#### [Problem details]
All of the data that follows should be output again without any alteration.

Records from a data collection

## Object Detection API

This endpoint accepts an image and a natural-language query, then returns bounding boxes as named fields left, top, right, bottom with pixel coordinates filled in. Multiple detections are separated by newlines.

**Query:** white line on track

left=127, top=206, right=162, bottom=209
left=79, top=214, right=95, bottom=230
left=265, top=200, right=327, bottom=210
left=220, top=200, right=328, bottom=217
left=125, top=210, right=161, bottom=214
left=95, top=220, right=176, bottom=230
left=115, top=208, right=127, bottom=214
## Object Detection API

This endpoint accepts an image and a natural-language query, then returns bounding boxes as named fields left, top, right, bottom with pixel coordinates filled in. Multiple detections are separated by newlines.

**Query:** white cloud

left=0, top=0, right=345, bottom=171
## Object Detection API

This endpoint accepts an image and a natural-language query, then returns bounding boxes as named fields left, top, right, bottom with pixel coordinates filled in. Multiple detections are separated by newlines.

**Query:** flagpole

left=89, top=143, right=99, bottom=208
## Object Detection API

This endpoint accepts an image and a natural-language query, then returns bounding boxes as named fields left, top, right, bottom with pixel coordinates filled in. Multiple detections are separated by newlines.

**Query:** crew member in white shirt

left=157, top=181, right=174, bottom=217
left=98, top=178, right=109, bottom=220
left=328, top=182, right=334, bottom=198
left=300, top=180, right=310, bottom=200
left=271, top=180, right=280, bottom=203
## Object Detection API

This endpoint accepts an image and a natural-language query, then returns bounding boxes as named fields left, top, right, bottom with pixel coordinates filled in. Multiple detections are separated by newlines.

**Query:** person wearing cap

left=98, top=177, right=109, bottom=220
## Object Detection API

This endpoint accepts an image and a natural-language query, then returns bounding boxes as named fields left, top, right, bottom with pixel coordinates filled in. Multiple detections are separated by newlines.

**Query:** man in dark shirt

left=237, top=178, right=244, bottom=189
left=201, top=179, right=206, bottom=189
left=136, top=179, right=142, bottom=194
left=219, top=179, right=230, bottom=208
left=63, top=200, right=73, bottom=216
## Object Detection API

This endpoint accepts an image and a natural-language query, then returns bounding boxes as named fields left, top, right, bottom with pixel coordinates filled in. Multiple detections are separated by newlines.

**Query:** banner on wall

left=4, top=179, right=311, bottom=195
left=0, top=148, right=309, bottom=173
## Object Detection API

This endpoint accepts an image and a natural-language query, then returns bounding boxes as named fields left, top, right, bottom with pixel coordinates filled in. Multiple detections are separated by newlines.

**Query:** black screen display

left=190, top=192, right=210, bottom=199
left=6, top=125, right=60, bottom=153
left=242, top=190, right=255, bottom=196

#### [Task solution]
## Object Detection API

This endpoint accepts an image and a natural-language query, then returns bounding boxes as named fields left, top, right, bottom with pixel coordinates filled in. Multiple detections are separated by newlines.

**Query:** white line on track

left=127, top=206, right=162, bottom=209
left=79, top=214, right=95, bottom=230
left=265, top=200, right=327, bottom=210
left=220, top=200, right=328, bottom=217
left=125, top=210, right=161, bottom=214
left=95, top=220, right=176, bottom=230
left=115, top=208, right=127, bottom=214
## Object Detection API

This endpoint accepts an image and a natural-language query, then returns bounding boxes as named fields left, top, right, bottom with pixel coordinates filled in. Multiple detections are separated by newlines.

**Query:** white cloud

left=0, top=0, right=345, bottom=171
## Object Detection API

This endpoint accepts an image and a natural-language query, then returns bounding boxes as named fields left, top, right, bottom with pixel coordinates filled in. Multiple detections are separated by newlines.

**Query:** flagpole

left=89, top=143, right=99, bottom=208
## Object Detection API

This endpoint accepts an image and a natural-language query, then returns bounding boxes as named fields left, top, right, bottom with pixel coordinates filled in. Multiple detections are separated by newlines.

**Query:** crew member in white shirt

left=157, top=181, right=174, bottom=217
left=98, top=178, right=109, bottom=220
left=328, top=182, right=334, bottom=198
left=300, top=180, right=310, bottom=200
left=271, top=180, right=280, bottom=203
## Object Detection API

This endpoint accepts an image and a natural-language query, then returns bounding boxes as named fields left, top, right, bottom with pixel coordinates filled in. Multiple detections are separated by newlines.

**Query:** person wearing cap

left=98, top=177, right=109, bottom=220
## Object Detection API

This endpoint accepts an image and a natural-language query, then returns bounding boxes as named fields left, top, right, bottom with pixel coordinates filled in. Multiple detections are separated by newlines.

**Query:** man in dark shirt

left=237, top=178, right=244, bottom=189
left=201, top=179, right=206, bottom=189
left=136, top=179, right=142, bottom=194
left=219, top=179, right=230, bottom=208
left=63, top=200, right=73, bottom=216
## Object Detection API

This endpoint accepts an image and a natural-language query, then returns bounding boxes as named fields left, top, right, bottom with pixel coordinates filled in. Multiple detections are separated by newlines.

**Query:** banner on wall

left=4, top=179, right=311, bottom=195
left=0, top=148, right=309, bottom=173
## Object Detection API

This endpoint accepts an image and a natural-language query, then returns bounding boxes as named fields left, top, right, bottom with pixel coordinates filled in. Multiple detections are separated by newlines.

**Query:** black screen display

left=190, top=192, right=210, bottom=199
left=6, top=125, right=60, bottom=153
left=242, top=190, right=255, bottom=196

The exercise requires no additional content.